AGRICOLA
- Producer: United States Department of Agriculture (USA)
- Languages: English

Access
- Providers: United States National Agricultural Library, United States Department of Agriculture
- Cost: Free and Subscription

Coverage
- Disciplines: Agriculture
- Record depth: Index, some abstracts
- Format coverage: Journals, Books, Audiovisual, other
- Temporal coverage: 17th century - present
- Update frequency: Daily

Links
- Website: agricola.nal.usda.gov
- Title list(s): (defunct)

= AGRICOLA =

American online agricultural database

AGRICOLA (AGRICultural OnLine Access) is an online database created and maintained by the United States National Agricultural Library of the United States Department of Agriculture.

The database serves as the catalog and index for the collections of the United States National Agricultural Library. It also provides public access to information on agriculture and allied fields.

Agricola is a Latin word which translates to farmer, from ager 'field' and -cola -tiller' or '-cultivator'.

==Scope==
AGRICOLA indexes a wide variety of publications covering agriculture and its allied fields, including, "animal and veterinary sciences, entomology, plant sciences, forestry, aquaculture and fisheries, farming and farming systems, agricultural economics, extension and education, food and human nutrition, and earth and environmental sciences." Materials are indexed using terms from the National Agricultural Library Glossary and Thesaurus.
──────
> [DIRECTIVE 1] According to the AGRICOLA entry, how often is the database updated?
> [DIRECTIVE 2] Using the AGRICOLA entry, explain where the database's name comes from.
> [DIRECTIVE 3] Extend the AGRICOLA entry past its final sentence.
──────
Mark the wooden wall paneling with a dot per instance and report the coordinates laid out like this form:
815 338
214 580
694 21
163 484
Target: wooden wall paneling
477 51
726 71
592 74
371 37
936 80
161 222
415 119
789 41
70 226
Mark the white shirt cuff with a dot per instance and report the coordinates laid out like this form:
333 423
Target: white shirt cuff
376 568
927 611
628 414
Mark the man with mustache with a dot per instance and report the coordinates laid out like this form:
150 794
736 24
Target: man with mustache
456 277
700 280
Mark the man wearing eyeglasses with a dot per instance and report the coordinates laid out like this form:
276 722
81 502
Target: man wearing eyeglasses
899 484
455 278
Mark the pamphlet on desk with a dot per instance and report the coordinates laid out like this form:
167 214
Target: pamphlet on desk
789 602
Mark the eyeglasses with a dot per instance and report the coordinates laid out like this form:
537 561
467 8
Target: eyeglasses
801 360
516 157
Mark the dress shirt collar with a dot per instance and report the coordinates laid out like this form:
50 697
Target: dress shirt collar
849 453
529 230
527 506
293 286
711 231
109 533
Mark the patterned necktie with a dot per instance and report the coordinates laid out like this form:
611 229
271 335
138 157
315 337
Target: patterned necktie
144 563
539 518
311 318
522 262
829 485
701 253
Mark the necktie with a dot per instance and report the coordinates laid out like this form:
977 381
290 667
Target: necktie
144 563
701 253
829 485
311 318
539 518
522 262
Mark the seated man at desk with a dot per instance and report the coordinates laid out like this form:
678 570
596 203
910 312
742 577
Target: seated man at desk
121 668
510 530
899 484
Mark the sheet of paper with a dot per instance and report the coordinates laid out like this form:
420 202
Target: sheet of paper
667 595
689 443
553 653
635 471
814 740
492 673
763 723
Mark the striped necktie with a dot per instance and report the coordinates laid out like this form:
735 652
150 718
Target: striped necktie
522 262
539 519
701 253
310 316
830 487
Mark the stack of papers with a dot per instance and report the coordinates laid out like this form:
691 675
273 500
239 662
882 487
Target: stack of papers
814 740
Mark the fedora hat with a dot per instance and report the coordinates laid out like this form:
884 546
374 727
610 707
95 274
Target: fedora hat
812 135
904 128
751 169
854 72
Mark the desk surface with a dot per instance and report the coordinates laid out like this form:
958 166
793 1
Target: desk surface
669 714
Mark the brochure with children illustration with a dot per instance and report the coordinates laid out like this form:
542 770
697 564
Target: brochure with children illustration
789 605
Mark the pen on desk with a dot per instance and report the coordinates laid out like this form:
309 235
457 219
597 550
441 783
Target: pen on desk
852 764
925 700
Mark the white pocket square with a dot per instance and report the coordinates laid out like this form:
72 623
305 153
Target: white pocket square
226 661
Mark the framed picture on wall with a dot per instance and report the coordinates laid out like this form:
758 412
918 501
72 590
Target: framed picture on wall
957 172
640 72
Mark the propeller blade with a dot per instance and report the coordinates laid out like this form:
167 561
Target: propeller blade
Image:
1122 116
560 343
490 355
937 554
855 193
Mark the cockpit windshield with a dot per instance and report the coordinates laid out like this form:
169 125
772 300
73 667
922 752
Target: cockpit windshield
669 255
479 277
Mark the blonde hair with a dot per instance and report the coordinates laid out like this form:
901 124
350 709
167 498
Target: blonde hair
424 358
──────
> [TASK ANSWER 1] Daily.

> [TASK ANSWER 2] AGRICOLA is short for AGRICultural OnLine Access. The name is also a Latin word meaning farmer, formed from ager, "field," and -cola, "tiller" or "cultivator."

> [TASK ANSWER 3]
===PubAg===
A related database, PubAg, was released in 2015 and is focused on the full-text publications from USDA scientists, as well as some of the journal literature. PubAg was designed for a broad range of users, including farmers, scientists, scholars, students, and the general public.

The distinctions between AGRICOLA and PubAg include:
"AGRICOLA serves as the public catalog of the National Agricultural Library. It contains records for all of the holdings of the library. It also contains citations to articles, much like PubAg. AGRICOLA also contains citations to many items that, while valuable and relevant to the agricultural sciences, are not peer-reviewed journal articles. Also, AGRICOLA has a different interface. So, while there is some overlap between the two resources, they are different in significant ways. There are no plans to eliminate AGRICOLA."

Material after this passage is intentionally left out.